# EXERCISE OBJECTIVE:
Could you restate the entries below word for word and leave the images out?

—————

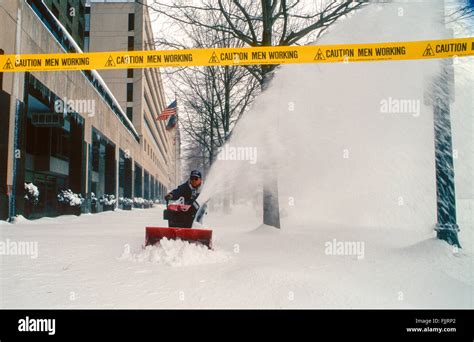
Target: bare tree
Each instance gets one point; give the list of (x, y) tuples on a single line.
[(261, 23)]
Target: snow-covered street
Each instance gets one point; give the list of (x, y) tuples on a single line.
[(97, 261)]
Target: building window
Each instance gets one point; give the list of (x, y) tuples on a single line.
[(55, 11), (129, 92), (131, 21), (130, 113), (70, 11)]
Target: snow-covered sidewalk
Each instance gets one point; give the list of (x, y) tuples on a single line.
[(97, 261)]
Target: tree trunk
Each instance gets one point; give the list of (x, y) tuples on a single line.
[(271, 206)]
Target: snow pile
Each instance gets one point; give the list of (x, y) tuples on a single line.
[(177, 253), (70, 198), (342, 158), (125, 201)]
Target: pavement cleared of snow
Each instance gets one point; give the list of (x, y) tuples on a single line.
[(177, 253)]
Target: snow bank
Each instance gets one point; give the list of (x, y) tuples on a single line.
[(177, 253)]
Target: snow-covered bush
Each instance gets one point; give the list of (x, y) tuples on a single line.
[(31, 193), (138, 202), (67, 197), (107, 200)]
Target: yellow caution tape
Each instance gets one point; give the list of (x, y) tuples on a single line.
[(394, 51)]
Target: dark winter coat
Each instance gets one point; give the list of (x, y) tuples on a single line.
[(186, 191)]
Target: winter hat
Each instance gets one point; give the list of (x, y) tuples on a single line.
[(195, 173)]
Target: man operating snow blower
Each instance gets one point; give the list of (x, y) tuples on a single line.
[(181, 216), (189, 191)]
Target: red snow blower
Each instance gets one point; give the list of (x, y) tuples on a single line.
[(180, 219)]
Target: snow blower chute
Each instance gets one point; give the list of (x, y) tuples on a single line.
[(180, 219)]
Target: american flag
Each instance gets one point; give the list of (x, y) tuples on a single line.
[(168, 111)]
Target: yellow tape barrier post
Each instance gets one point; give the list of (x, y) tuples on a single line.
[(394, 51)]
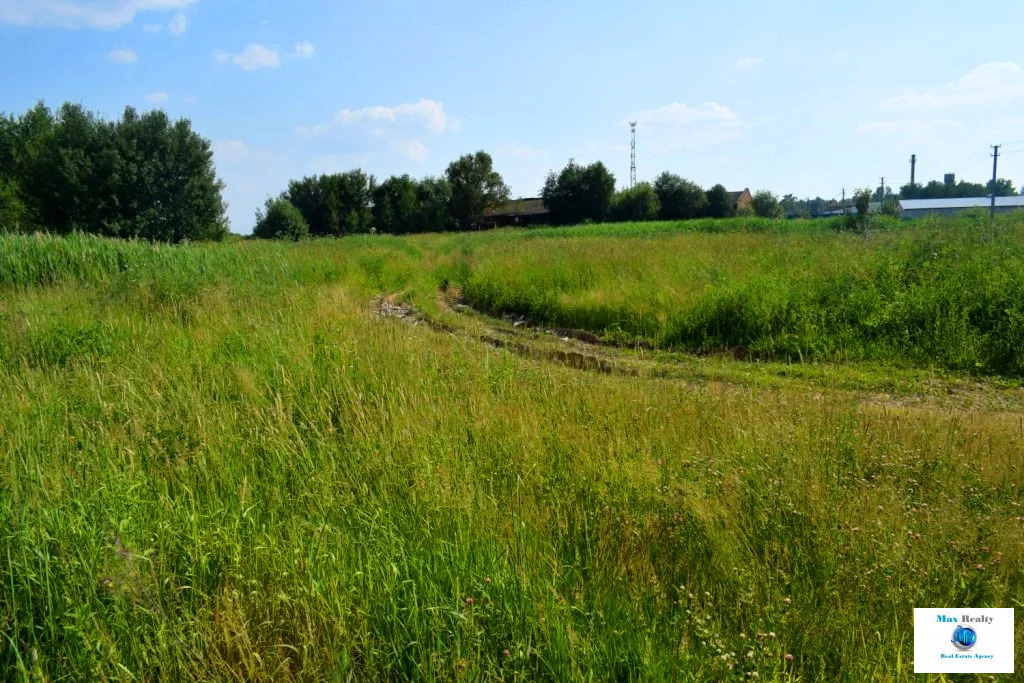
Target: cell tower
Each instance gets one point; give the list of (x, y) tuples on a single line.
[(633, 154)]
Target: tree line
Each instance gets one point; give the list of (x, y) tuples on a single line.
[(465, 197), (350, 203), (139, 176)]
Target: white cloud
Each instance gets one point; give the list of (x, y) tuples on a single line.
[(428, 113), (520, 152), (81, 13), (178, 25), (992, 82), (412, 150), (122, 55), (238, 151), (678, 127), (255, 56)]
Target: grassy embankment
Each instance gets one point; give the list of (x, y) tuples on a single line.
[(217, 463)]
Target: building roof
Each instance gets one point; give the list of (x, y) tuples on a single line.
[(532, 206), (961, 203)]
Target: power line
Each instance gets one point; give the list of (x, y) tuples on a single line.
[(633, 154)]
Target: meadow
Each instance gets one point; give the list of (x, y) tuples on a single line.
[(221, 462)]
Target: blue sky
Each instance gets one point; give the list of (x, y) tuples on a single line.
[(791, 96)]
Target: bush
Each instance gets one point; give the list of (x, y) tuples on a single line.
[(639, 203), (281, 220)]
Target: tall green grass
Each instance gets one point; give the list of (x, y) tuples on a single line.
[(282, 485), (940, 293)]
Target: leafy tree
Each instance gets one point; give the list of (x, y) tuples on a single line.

—————

# EXERCISE RESULT:
Target: bare tree
Each instance gets one point; give the list of (x, y) tuples on a single line.
[(261, 23)]
Target: snow-covered street
Each instance gets one point; give the list of (x, y) tuples on a single line.
[(97, 261)]
Target: building window
Each instance gets one point; give the list of (x, y) tuples on a single line.
[(55, 11), (129, 92), (131, 21), (130, 113), (70, 11)]
Target: snow-covered sidewalk
Each instance gets one point; give the list of (x, y) tuples on a single line.
[(97, 261)]
Target: tree trunk
Each instance gets one point; give the list of (x, y) tuples on a single line.
[(271, 206)]
Target: snow pile
Each instance gets one point; give the list of (x, y) tuples on a single line.
[(177, 253), (70, 198), (342, 158), (125, 201)]
Target: pavement cleared of snow
Each instance gets one point; give the list of (x, y) tuples on a single line.
[(177, 253)]
Target: snow bank
Each instance gets one point; give the list of (x, y) tuples on a single line.
[(177, 253)]
Target: snow-covered bush
Each instance gets one point; give the list of (x, y) tuples on a single line.
[(31, 193), (138, 202), (67, 197), (107, 200)]
Target: yellow caution tape
Each instance gets one point; give the list of (x, y) tuples on a single line.
[(394, 51)]
Target: dark winter coat
Each instance gets one point; give the list of (x, y) tuples on a single line.
[(186, 191)]
Target: winter hat
Each instance gets one point; give the list of (x, y) tuples on a single line.
[(195, 173)]
Target: man operating snow blower
Each instance gets one point; give the list of (x, y) tuples on a single line.
[(181, 216), (189, 191)]
Target: red snow blower
Each instance gets one point; give the list of (x, y) tuples on a single line.
[(180, 219)]
Target: snow blower chute
Each instance gets one point; give the list of (x, y) tuples on a single line.
[(180, 219)]
Target: american flag
Each instance gets one point; give the list of (x, y) tuples on a single line.
[(168, 111)]
Target: yellow tape barrier post
Each instance gets one point; give the list of (x, y) tuples on a single line.
[(394, 51)]
Target: cell tower
Each instance gets one point; give the list of (x, y) tuples on a single line.
[(633, 154)]
Target: tree line
Each instance gets one point; give the list of (x, y) tuples on a single line.
[(465, 197), (350, 203), (139, 176)]
Target: white cloud
Each instance gets one point; give the list of (x, y) tuples on a single line.
[(428, 113), (520, 152), (81, 13), (178, 25), (992, 82), (412, 150), (122, 55), (238, 151), (678, 127), (255, 56)]
Target: grassy embankment
Each instance gets one point; give the list of (x, y) tuples on a single line.
[(217, 463)]
Target: building roof
Each instance gets one point; give the list of (x, y) tuples on a single line.
[(532, 206), (961, 203)]
Target: power line
Each instance gets one point; give the list of (x, y) tuples on a single line.
[(633, 154)]
Target: meadow
Each instance gets one point; give the list of (x, y) tuples on a single line.
[(221, 462)]
Target: blue sky
Each instance gets one point; give the list of (x, y) tuples on a single line.
[(791, 96)]
Target: bush
Each instance gets one point; give the list of (x, y) tuples on a single line.
[(639, 203), (281, 220)]
Target: tall green grass
Each instance gets one point; give the list of (x, y) tuples on a single line.
[(282, 485), (940, 293)]
Target: leafy tree
Each instance gets one point; give the list of (x, y) tuples on a single line.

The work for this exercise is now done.